-- TASK DATA follows --

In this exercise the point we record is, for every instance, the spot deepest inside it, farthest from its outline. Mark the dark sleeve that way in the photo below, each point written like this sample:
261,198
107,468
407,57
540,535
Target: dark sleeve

-- TASK DATA concluded --

DIRECTIONS FOR THIS TASK
Whenever the word "sleeve" shows up in a line above, copy that line.

REPLY TO THE TASK
In this exercise the point we record is, for every instance, the spot deepest inside it, farthest from its outline. Mark the dark sleeve that way in the photo below, each point written like this sample:
Target: dark sleeve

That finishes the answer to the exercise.